*** Items ***
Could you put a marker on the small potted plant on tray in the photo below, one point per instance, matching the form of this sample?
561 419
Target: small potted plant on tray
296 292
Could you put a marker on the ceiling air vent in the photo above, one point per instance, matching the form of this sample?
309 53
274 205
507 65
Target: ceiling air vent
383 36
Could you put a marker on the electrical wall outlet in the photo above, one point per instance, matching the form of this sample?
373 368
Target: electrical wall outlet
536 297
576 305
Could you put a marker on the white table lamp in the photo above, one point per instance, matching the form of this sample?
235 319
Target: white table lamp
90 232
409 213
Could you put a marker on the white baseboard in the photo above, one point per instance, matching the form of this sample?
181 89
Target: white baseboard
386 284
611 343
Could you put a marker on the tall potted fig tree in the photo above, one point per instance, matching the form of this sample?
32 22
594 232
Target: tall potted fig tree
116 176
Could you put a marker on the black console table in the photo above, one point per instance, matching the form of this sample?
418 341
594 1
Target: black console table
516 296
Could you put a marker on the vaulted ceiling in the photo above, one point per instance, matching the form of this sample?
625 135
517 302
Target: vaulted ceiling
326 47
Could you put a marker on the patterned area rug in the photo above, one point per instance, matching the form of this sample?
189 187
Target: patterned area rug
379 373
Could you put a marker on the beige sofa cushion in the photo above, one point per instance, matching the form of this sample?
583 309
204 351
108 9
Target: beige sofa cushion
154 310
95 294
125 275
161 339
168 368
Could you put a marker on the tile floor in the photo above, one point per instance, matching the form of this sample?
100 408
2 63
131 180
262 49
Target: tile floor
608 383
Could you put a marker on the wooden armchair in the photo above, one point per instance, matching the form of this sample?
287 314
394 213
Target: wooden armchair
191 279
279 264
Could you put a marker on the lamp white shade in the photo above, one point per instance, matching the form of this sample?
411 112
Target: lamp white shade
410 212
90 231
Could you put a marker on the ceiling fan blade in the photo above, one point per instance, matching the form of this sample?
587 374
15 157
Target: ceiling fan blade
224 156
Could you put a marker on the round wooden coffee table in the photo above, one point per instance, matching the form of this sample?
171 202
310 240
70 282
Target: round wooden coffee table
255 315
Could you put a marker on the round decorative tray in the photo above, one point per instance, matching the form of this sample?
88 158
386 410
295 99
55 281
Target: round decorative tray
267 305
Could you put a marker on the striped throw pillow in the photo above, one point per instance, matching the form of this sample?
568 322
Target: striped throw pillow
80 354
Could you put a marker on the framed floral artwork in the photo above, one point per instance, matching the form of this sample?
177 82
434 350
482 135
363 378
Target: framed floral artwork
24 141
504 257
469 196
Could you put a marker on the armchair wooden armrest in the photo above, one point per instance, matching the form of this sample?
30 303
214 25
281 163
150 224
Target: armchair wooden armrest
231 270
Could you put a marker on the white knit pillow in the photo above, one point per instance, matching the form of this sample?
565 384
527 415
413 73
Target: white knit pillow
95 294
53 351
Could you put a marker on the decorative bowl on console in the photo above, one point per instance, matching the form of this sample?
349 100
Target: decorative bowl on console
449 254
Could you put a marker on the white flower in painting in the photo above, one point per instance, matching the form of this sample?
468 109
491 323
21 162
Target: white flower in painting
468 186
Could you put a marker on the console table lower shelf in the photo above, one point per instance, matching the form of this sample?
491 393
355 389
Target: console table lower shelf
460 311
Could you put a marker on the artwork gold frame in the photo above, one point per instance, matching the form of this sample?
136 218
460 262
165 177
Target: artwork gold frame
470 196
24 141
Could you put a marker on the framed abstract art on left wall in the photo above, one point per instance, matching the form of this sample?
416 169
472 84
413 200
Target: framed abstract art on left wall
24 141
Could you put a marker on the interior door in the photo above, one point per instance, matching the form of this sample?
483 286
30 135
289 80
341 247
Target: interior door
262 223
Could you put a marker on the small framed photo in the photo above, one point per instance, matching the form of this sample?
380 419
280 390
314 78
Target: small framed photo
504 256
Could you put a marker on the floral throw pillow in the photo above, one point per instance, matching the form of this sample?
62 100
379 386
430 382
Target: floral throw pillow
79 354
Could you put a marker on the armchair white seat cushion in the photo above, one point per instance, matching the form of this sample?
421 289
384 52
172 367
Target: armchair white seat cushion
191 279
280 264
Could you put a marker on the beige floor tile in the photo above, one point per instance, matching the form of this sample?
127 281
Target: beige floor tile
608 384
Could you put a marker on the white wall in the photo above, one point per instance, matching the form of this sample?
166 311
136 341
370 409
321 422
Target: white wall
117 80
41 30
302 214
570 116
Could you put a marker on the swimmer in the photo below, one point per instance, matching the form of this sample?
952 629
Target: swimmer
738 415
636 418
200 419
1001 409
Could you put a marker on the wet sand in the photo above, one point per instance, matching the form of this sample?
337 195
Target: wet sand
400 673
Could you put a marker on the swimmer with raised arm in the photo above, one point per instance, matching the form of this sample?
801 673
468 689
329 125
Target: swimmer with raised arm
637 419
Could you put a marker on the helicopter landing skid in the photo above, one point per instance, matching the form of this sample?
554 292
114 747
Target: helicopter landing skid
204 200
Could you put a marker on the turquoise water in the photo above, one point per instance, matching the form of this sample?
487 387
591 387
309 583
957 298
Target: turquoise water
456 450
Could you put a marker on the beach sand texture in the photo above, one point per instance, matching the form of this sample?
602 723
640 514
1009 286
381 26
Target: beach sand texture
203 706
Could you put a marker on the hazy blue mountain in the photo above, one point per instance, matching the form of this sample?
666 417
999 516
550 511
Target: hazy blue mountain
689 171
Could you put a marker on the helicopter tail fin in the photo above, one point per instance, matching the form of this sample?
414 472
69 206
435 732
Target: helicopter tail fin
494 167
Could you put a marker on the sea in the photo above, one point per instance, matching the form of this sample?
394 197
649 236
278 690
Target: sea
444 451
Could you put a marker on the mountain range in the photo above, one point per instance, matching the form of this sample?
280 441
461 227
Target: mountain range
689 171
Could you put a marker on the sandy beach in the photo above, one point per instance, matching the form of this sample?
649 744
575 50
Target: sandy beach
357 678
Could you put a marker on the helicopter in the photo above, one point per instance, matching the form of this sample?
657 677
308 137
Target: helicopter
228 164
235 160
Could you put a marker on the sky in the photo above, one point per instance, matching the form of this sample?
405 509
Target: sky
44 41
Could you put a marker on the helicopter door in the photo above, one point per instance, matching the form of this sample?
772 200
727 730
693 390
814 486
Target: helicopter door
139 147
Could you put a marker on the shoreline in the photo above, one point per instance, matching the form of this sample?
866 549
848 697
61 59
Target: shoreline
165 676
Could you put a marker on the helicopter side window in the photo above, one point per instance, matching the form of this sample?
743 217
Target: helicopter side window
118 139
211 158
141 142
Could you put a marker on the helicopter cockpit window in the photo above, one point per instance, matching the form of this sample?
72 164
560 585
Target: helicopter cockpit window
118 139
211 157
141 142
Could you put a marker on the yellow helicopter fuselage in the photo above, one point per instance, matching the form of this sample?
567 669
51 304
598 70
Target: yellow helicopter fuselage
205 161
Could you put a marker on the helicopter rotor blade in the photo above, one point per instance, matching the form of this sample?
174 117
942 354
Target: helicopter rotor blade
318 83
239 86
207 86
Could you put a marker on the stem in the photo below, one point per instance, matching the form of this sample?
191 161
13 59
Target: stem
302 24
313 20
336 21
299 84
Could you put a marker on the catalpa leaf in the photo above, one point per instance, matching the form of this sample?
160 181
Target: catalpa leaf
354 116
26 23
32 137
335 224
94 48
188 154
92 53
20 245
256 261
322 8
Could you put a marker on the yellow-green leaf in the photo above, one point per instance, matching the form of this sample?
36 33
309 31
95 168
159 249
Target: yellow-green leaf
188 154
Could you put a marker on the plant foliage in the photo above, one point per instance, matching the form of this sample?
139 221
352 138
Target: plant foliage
***
Directions: Transcribe all of the records above word for word, keeping every line and number unchanged.

The solution:
Could you put a marker on the small potted plant on tray in the photo below, one point per instance, matching the form of this sample?
561 419
Target: small potted plant on tray
296 292
Could you put a marker on the ceiling air vent in the photo above, one point per instance, matching the form of this sample?
309 53
274 205
507 65
Target: ceiling air vent
383 36
Could you put a marker on the electrical wall outlet in the photo above, one point per instance, matching the form of this sample?
373 368
Target: electrical wall outlet
536 297
576 305
Could you put a marker on the white table lamp in the photo above, one point per instance, matching the form of this sample?
235 319
Target: white table lamp
90 232
409 213
Could you put a marker on the white baseboard in the photo above, one point per instance, matching the form of this sample?
181 89
Target: white baseboard
386 284
611 343
Could you put a marker on the tall potted fig tree in the photo above, one point per instance, matching the form of this sample?
32 22
594 232
Target: tall potted fig tree
116 176
Could you put a marker on the black console table in the photo above, one point per instance, matching the form of this sample?
418 341
594 1
Target: black console table
516 296
Could you put a marker on the vaulted ceiling in the photo above, one point per instance, matching the form of this sample?
625 135
517 302
Target: vaulted ceiling
326 47
Could you put a marker on the patterned area rug in the photo above, one point per instance, matching the form of this sample?
189 187
Target: patterned area rug
379 373
Could you put a marker on the beige sofa cushion in the photo above, one point per instance, matching the form of this sample?
583 309
204 351
108 9
Target: beige sofa cushion
154 310
95 294
125 275
161 339
168 368
Could you put a marker on the tile floor in the photo above, one point per instance, matching the form of this sample?
100 408
2 63
131 180
262 49
Target: tile floor
608 383
Could you put a marker on the wooden armchair in the photo above, one point per instance, matching the form of this sample?
287 314
394 213
Target: wooden armchair
191 279
279 264
Could you put a marker on the lamp white shade in the photo above, one point per instance, matching the form of this sample?
411 112
Target: lamp white shade
410 212
90 231
Could you put a marker on the ceiling fan blade in the photo above, one point per instance, matching the form of this sample?
587 374
15 157
Target: ceiling fan blade
224 156
Could you put a marker on the round wooden coffee table in the photo above, one point per instance, matching the form of this sample?
171 202
310 240
70 282
Target: round wooden coffee table
255 315
Could you put a marker on the round decorative tray in the photo above, one point per instance, matching the form of this sample?
88 158
386 410
295 99
55 281
Target: round decorative tray
267 305
Could you put a marker on the striped throw pillow in the photo above, one point per instance, matching the form of this sample?
568 322
Target: striped throw pillow
80 354
Could you put a marker on the framed floral artwork in the photo above, one point per instance, matching the form of this sample?
177 82
434 350
482 135
363 378
Target: framed floral artwork
24 141
504 257
469 196
Could you put a marker on the armchair wooden armrest in the photo above, one point per instance, matching the form of this sample?
30 303
214 25
281 163
150 224
Target: armchair wooden armrest
231 270
Could you put a marker on the white knit pillow in the photo above, one point per instance, matching the form of this sample?
565 384
527 415
413 73
Target: white knit pillow
95 294
53 351
Could you put a marker on the decorative bowl on console in the photo above, one point per instance, matching the form of this sample?
349 100
Target: decorative bowl on console
449 254
Could you put a marker on the white flower in painting in the photo above, one point per instance, matching the form of this sample?
468 109
491 323
21 162
Target: white flower in painting
468 186
Could you put a marker on the console table lower shelf in the photo above, one point per instance, matching the form of this sample?
491 393
355 389
Target: console table lower shelf
460 311
Could you put a marker on the artwork gold frame in the photo above, one point per instance, matching the form of this sample?
136 218
460 262
165 177
Target: artwork gold frame
470 196
24 141
Could you put a marker on the framed abstract art on left wall in the photo above, one point per instance, matching the form of this sample?
416 169
472 84
413 200
Target: framed abstract art on left wall
24 141
Could you put a marker on the interior door in the photo above, one point per instance, matching the form of this sample?
483 286
30 135
289 80
341 247
Target: interior door
262 223
Could you put a marker on the small framed photo in the photo above, one point per instance, matching the form of this sample?
380 419
280 390
314 78
Target: small framed photo
504 256
Could you put a marker on the floral throw pillow in the photo above, one point per instance, matching the form of this sample?
62 100
379 386
430 382
Target: floral throw pillow
79 354
Could you put a marker on the armchair white seat cushion in the photo above, one point per instance, matching the form of this sample?
421 289
384 52
172 367
Target: armchair white seat cushion
191 279
280 264
Could you put a marker on the beige floor tile in the photo above, one point per instance, matching the form of this sample?
127 281
Target: beige floor tile
608 384
Could you put a marker on the white wall in the photo above, one point per instance, matching the form of this sample?
166 311
136 341
370 409
321 422
Target: white wall
117 80
41 30
302 214
570 116
Could you put a marker on the swimmer in the photo below, one point per instance, matching the form of this sample?
952 629
Target: swimmer
738 415
636 418
200 419
1001 409
Could you put a marker on the wet sand in the photo above, one point per instance, matching the form of this sample?
337 195
Target: wet sand
400 673
Could you put a marker on the swimmer with raised arm in the photo above, one point per instance, matching the form of this sample?
801 673
468 689
329 125
Target: swimmer with raised arm
637 419
Could you put a marker on the helicopter landing skid in the photo above, one point per instance, matching the form of this sample?
554 292
114 747
Target: helicopter landing skid
204 200
Could you put a marker on the turquoise water in the photo above, one point per instance, matching the form of this sample?
487 387
591 387
309 583
957 298
Target: turquoise water
456 450
Could you put a marker on the beach sand texture in the photo above, one point per instance, matching the form of this sample?
602 723
640 514
1009 286
381 26
Target: beach sand texture
203 706
Could you put a marker on the hazy blue mountain in the photo above, one point per instance, matching the form of this sample?
666 417
999 516
550 511
Target: hazy blue mountain
689 171
Could you put a marker on the helicopter tail fin in the photo above, one point per instance, matching the form of this sample?
414 472
69 206
435 732
Target: helicopter tail fin
494 167
Could you put a marker on the sea in the photo above, one point per instance, matching the form of this sample?
394 197
649 236
278 690
Target: sea
444 451
Could you put a marker on the mountain range in the photo above, one point per instance, matching the form of this sample?
280 441
461 227
Target: mountain range
689 171
Could you put a marker on the sandy beach in the photo above, one point per instance, matching the form of this sample?
649 744
575 50
Target: sandy beach
357 678
Could you put a marker on the helicopter in the photo above, one point per instance, matching the form of this sample?
657 677
308 137
Target: helicopter
228 164
235 160
Could you put a marker on the sky in the photo above, one point per instance, matching the form of this sample?
405 509
Target: sky
44 41
Could you put a marker on the helicopter door in the photo above, one point per instance, matching the form of this sample?
772 200
727 730
693 390
814 486
Target: helicopter door
139 147
Could you put a marker on the shoreline in the photo above, one point per instance, matching the form of this sample?
866 549
848 697
61 59
Target: shoreline
165 676
Could you put a marker on the helicopter side window in the photo above, one point per instance, matching the form of this sample?
743 217
Target: helicopter side window
118 139
211 158
141 142
Could you put a marker on the helicopter cockpit window in the photo above, one point per instance, matching the form of this sample?
72 164
560 585
Target: helicopter cockpit window
118 139
211 157
141 142
Could you put a marker on the yellow helicopter fuselage in the photo above, one point per instance, matching the form of this sample?
567 669
51 304
598 70
Target: yellow helicopter fuselage
205 161
Could you put a marker on the helicopter rotor blade in the photo above, one point per instance, matching the form of this sample?
174 117
942 354
Target: helicopter rotor blade
318 83
239 86
207 86
Could you put a marker on the stem in the photo below, one point per instance, matching the form of this sample?
191 161
13 59
Target: stem
302 24
313 20
336 21
299 84
Could you put a marker on the catalpa leaf in the photo above, one point per instance, matching the form of this sample?
160 181
Target: catalpa leaf
354 116
26 23
32 137
335 224
94 48
188 154
92 53
20 245
256 261
322 8
Could you put a marker on the yellow-green leaf in the photo above, one point per instance, matching the form of this sample?
36 33
309 31
95 168
159 249
Target: yellow-green leaf
188 154
Could you put a marker on the plant foliage in the photo above, one point per instance, matching the form of this sample?
139 221
352 138
Target: plant foliage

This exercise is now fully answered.